Gather every line below that contains the string "skater" and copy each one in full. Matching is case-sensitive.

** BEGIN LISTING **

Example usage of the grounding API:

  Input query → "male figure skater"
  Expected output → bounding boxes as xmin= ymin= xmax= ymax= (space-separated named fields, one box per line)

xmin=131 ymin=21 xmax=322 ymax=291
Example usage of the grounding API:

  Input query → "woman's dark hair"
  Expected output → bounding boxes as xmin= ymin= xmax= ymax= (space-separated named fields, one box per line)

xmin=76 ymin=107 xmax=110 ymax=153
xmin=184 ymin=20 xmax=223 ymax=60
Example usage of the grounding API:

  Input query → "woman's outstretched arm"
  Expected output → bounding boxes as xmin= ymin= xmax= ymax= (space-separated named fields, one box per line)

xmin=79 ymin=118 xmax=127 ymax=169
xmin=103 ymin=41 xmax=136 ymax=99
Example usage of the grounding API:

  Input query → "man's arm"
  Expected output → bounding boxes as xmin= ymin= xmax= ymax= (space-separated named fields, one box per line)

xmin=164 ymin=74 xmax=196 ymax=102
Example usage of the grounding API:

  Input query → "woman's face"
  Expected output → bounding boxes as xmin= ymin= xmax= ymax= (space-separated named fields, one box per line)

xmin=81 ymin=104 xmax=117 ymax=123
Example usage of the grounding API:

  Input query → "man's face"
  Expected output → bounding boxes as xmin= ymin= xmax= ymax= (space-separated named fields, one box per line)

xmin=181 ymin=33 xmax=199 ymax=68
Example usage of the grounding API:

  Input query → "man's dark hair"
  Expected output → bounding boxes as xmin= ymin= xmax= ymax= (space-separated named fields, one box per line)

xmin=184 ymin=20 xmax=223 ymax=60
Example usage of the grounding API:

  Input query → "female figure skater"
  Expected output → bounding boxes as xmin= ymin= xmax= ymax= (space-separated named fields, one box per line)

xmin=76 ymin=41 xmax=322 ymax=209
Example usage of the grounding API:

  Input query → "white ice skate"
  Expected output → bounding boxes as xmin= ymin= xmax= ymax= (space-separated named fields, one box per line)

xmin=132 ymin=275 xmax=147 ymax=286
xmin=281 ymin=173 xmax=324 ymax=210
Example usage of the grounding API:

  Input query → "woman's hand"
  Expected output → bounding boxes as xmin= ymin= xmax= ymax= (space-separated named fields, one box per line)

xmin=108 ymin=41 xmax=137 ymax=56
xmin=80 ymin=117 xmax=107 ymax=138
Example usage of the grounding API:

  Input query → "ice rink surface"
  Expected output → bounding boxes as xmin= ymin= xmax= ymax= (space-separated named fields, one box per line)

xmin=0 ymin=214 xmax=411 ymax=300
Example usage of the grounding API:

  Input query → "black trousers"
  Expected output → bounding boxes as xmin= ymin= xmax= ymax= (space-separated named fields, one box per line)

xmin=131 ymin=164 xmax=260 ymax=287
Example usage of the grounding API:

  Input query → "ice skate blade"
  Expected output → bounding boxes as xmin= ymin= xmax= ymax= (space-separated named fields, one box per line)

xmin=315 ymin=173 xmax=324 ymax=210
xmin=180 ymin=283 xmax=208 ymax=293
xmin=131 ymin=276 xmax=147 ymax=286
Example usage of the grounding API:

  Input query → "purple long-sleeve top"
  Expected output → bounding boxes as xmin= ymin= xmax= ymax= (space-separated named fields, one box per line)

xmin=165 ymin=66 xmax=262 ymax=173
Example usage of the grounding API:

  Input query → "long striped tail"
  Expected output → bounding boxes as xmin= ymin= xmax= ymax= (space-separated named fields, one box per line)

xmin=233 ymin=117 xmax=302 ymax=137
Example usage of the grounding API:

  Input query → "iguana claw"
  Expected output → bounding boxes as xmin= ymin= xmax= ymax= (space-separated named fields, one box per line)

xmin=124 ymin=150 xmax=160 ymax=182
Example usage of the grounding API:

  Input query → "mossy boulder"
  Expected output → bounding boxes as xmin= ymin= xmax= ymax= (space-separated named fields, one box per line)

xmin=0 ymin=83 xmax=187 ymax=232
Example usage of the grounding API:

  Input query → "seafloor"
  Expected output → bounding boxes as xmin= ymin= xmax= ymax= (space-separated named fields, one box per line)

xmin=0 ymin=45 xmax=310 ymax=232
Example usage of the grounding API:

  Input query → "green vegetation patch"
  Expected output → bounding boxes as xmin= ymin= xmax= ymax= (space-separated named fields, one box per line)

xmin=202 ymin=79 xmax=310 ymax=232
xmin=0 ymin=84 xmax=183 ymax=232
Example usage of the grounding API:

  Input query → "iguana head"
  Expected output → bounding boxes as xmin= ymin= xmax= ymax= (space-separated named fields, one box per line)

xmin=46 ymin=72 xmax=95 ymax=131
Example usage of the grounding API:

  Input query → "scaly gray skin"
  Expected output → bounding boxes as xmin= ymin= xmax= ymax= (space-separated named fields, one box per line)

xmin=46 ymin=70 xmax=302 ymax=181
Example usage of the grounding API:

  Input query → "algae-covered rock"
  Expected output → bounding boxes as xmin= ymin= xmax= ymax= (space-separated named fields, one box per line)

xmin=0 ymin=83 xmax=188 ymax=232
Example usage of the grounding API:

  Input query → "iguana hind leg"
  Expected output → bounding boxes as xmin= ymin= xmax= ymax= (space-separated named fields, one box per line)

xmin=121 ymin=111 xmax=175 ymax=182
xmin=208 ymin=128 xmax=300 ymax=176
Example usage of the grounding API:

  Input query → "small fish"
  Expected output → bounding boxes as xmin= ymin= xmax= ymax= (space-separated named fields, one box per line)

** END LISTING **

▶ OUTPUT
  Input query → "male figure skater"
  Input query → "female figure skater"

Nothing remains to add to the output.